◆ What to produce: Please reproduce every one of the records below word for word, leaving the pictures out.

━━ Listed entries ━━

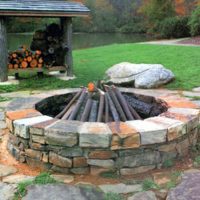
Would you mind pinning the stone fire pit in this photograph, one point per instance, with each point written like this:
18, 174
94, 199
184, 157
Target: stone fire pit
134, 146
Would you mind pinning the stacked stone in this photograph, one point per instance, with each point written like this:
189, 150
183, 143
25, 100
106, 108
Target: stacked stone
2, 119
80, 148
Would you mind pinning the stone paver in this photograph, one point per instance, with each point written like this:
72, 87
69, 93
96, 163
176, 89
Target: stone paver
63, 178
149, 195
7, 191
188, 189
14, 179
61, 192
121, 188
6, 170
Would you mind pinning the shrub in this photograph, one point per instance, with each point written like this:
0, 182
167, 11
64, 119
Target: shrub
168, 163
174, 27
194, 22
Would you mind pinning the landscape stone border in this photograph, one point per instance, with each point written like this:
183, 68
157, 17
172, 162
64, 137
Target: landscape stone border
90, 147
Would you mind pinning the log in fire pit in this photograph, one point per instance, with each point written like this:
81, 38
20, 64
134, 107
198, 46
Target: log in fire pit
101, 129
104, 104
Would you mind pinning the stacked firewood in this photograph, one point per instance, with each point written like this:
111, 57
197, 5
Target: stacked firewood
49, 42
24, 58
107, 105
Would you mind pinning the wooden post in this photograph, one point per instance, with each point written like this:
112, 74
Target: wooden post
66, 24
3, 51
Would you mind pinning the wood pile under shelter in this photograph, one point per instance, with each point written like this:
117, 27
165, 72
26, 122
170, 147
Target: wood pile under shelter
62, 9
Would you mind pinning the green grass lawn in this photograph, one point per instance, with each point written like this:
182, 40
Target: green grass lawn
91, 64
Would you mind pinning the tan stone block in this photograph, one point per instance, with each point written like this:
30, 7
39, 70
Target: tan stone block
80, 162
9, 124
38, 139
59, 160
170, 147
102, 154
183, 147
33, 154
124, 136
96, 171
45, 157
162, 178
22, 114
136, 170
175, 128
92, 134
150, 132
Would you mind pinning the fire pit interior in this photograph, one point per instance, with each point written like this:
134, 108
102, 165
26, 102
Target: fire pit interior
107, 104
100, 129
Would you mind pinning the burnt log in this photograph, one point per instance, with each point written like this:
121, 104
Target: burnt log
123, 103
101, 107
78, 105
112, 108
61, 114
82, 108
87, 110
143, 109
93, 112
3, 51
116, 104
106, 109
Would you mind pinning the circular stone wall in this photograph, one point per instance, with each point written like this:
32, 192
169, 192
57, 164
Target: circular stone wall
88, 147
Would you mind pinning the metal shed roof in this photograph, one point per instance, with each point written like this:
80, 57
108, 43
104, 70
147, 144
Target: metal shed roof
37, 8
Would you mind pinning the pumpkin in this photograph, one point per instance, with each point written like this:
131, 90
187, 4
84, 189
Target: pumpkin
91, 87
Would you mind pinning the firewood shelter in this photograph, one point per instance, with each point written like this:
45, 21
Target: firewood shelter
64, 10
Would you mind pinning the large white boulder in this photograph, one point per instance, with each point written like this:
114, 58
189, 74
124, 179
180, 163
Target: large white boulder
142, 75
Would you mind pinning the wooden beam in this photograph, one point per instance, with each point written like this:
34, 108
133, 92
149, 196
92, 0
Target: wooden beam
3, 51
66, 24
42, 14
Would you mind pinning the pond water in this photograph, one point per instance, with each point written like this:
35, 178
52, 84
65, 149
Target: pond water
80, 40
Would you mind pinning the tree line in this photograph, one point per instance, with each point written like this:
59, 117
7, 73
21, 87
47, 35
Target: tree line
126, 16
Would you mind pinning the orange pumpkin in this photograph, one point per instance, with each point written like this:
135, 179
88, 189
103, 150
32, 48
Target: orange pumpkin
91, 87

━━━

◆ Answer to the problem:
Would you mind pinning the stone fire pit in this photograph, one point per instance, with each point written like this:
18, 174
94, 199
184, 157
Target: stone fire pit
134, 146
Would you mind pinning the stacked stone in this photograph, one point per instance, with each point written like this:
189, 150
183, 143
25, 100
106, 108
Target: stacked stone
2, 119
80, 148
Would you mind pinning the stone paver in this photograph, one point per instance, with each point written like this:
72, 87
69, 93
96, 163
176, 89
Target: stone paver
63, 178
149, 195
7, 191
188, 189
14, 179
61, 192
121, 188
6, 170
Would you mind pinning the shrub in this photograph, one point per instance, with each point written like this:
0, 182
167, 11
64, 119
Target: shrub
168, 163
174, 27
194, 22
Would you mind pinning the landscape stone border in this photograph, one point per instance, with each point written like this:
183, 68
157, 17
172, 162
64, 137
Target: landscape stone border
90, 147
Would you mind pinning the log in fire pit in this photograph, one point per instance, with each point written like this:
81, 38
20, 64
134, 107
198, 46
Target: log in fire pit
101, 129
104, 104
Would you mind pinning the stacked firewood in this photograph, one point per instance, with each point written like this:
111, 57
197, 5
Target: stacked firewood
49, 42
24, 58
107, 105
Would you mind pinning the wooden post in this photograph, one point per instance, with each point written like this:
112, 74
Target: wooden post
66, 24
3, 51
Would you mind pinning the wood pile under shelter in this photograph, one point per instance, with each point written like this:
117, 27
165, 72
26, 122
170, 147
Target: wood pile under shelter
62, 9
Would you mind pinning the green grass lawn in this photograph, one point per instance, with each point written like this:
182, 40
Target: green grass lawn
91, 64
Would you mind pinning the tan stone block in this photograph, one point per instance, with each point written like this:
30, 7
39, 70
Target: tan stone block
80, 162
9, 124
38, 139
59, 160
170, 147
102, 154
183, 147
33, 154
124, 136
96, 171
45, 157
162, 178
22, 114
136, 170
175, 128
92, 134
150, 132
Would you mind pinning the fire pit interior in this photograph, one point per instance, with each point written like this:
134, 108
102, 165
26, 102
Target: fire pit interior
107, 104
100, 129
Would you mind pinning the burnt log in this photograph, one point per instance, with each point written like this:
121, 104
Target: burnt log
123, 103
101, 107
78, 105
112, 108
61, 114
82, 108
87, 110
143, 109
93, 112
3, 51
116, 104
106, 109
Would you mind pinning the circular stone wall in this photograph, one point per instance, with each point written like this:
32, 192
169, 192
57, 164
Target: circular stone wall
88, 147
Would you mind pinning the metal shed roof in this photograph, one point per instance, with each point written like this:
80, 57
108, 43
104, 70
147, 144
Target: metal shed roof
37, 8
Would you mind pinning the pumpkin in this photograph, one point per instance, with each point written like this:
131, 90
187, 4
84, 189
Target: pumpkin
91, 87
Would you mind pinning the firewood shelter in this photograph, one point per instance, with each point written like this:
45, 21
Target: firewood shelter
64, 10
Would you mind pinning the large white boulder in this photograph, one point per instance, with each point written like this:
114, 58
189, 74
124, 179
180, 163
Target: large white boulder
142, 75
Would you mind pinning the wooden beam in this photograph, one point per instance, with each point written like this:
34, 108
133, 92
149, 196
92, 0
Target: wooden beam
3, 51
66, 24
42, 14
Would you mind pinning the pond water in this photograph, one point per instance, with each point written like this:
35, 178
52, 84
65, 149
Target: pond water
80, 40
Would you mind pinning the tree line in this photograph, one point per instance, with each point written like this:
59, 117
7, 73
21, 87
47, 35
Target: tree line
126, 16
Would you mind pinning the orange pumpkin in this photograph, one point per instance, with each point written like this:
135, 179
88, 189
103, 150
32, 48
Target: orange pumpkin
91, 87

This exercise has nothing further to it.